==== TASK MATERIAL ====

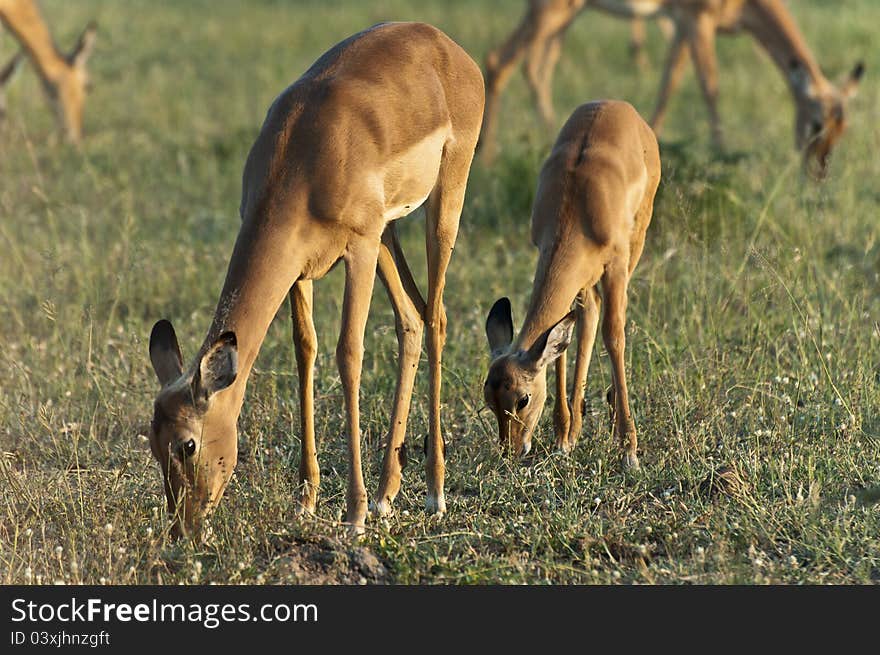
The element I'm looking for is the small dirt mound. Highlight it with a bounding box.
[266,536,391,584]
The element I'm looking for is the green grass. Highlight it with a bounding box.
[1,0,879,585]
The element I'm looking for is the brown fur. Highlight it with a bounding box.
[484,100,660,469]
[148,22,484,539]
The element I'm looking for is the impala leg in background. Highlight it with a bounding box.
[481,0,582,162]
[337,238,381,534]
[649,25,689,136]
[688,10,723,147]
[290,279,319,516]
[372,226,426,517]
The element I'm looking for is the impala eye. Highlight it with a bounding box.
[516,395,530,412]
[179,439,196,458]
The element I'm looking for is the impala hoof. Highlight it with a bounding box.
[368,498,393,518]
[425,493,446,515]
[345,520,366,539]
[623,452,641,473]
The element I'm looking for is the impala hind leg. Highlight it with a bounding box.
[688,11,724,148]
[372,226,426,517]
[601,264,639,472]
[290,280,319,515]
[424,144,475,515]
[566,285,601,451]
[337,238,381,534]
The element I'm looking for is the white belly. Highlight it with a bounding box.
[381,126,449,222]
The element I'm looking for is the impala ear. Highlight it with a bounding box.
[149,320,184,387]
[69,21,97,69]
[524,310,576,371]
[486,297,514,358]
[840,60,864,100]
[192,332,238,403]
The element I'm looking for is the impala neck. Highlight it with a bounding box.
[0,1,70,83]
[742,0,829,98]
[514,234,582,353]
[200,217,307,414]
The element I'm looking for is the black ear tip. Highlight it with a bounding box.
[853,61,865,79]
[487,297,512,327]
[150,319,175,346]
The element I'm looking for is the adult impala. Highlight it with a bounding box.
[481,0,863,178]
[0,0,96,142]
[484,100,660,470]
[148,22,484,539]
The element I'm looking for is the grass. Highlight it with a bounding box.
[1,0,879,585]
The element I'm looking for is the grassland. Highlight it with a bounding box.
[1,0,878,585]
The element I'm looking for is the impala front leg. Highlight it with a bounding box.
[566,285,600,452]
[290,279,319,515]
[553,353,571,451]
[337,238,381,534]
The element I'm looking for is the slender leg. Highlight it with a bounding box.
[566,285,600,451]
[532,27,570,132]
[482,2,543,163]
[553,352,571,451]
[372,226,425,516]
[688,11,723,147]
[336,237,381,534]
[601,263,639,471]
[290,279,319,515]
[423,141,475,514]
[649,26,690,136]
[629,17,649,70]
[482,0,582,163]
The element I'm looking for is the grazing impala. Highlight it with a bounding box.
[0,0,96,142]
[147,22,484,539]
[481,0,863,178]
[484,100,659,470]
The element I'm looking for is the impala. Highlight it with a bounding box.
[0,0,96,142]
[484,100,660,470]
[481,0,863,178]
[147,22,484,539]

====

EXERCISE OBJECTIVE – Give back exactly the lines starting at the one with "The element I'm looking for is the grazing" and running to the end of the listing. Include both ends.

REPLY –
The element I'm looking for is the grazing impala. Highlight it with a bounding box.
[0,0,96,142]
[147,22,484,539]
[481,0,863,178]
[484,100,659,470]
The element I'm looking for is the impala. Highlight it with a bounding box.
[0,0,96,142]
[484,100,660,470]
[481,0,863,178]
[147,22,484,539]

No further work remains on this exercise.